REQUIREMENT:
Pick out every line in the entries below that contains the string "fish", and copy each one. The match is case-sensitive.

SUPPLIED INFORMATION:
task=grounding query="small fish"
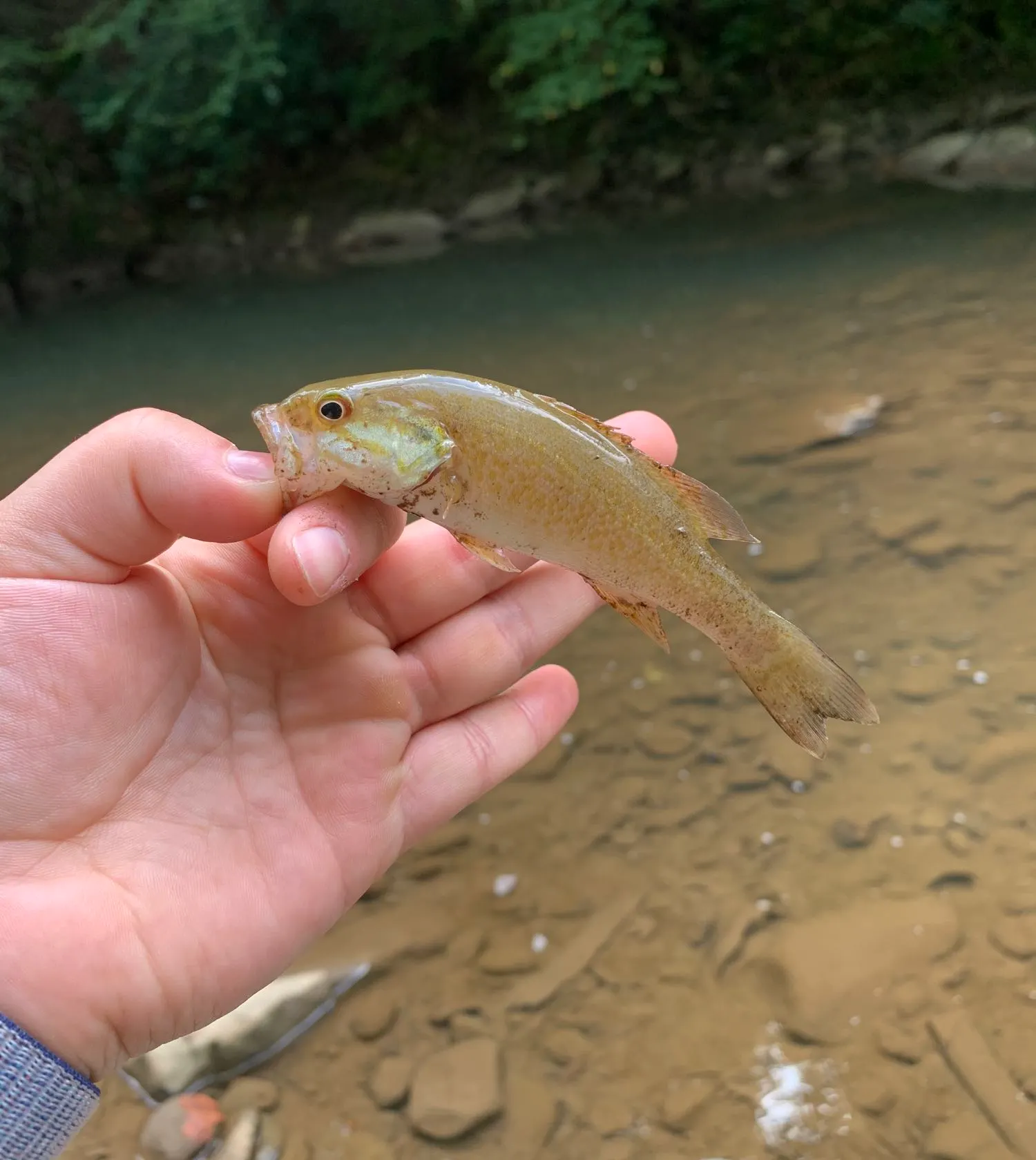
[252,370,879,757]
* * *
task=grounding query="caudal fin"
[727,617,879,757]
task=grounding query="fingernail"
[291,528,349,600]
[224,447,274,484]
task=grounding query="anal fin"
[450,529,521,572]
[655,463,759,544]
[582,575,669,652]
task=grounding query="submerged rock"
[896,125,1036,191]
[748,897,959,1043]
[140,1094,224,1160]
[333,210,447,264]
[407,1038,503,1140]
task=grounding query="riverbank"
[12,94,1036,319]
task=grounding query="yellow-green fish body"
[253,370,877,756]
---
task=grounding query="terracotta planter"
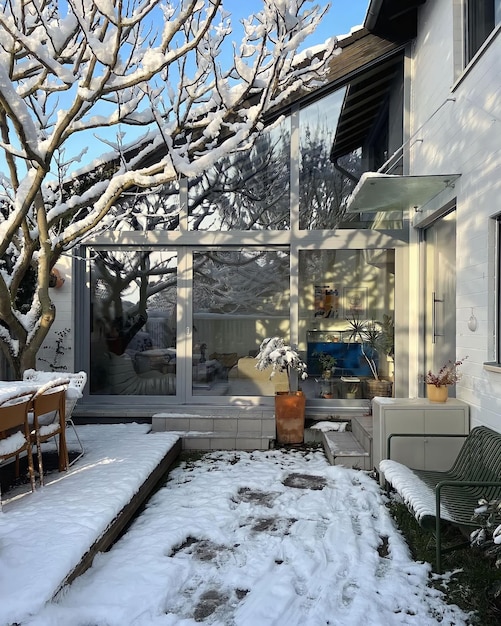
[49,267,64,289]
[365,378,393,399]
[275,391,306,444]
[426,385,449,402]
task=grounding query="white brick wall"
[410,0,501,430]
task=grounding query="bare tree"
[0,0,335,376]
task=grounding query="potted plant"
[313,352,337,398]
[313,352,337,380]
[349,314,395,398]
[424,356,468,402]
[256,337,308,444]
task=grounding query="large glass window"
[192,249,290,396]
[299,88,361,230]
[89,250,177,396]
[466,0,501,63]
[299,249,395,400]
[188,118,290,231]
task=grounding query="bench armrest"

COMPLETE RESPONSE:
task=grounding query="small fish"
task=grounding query="yellow-green fish body"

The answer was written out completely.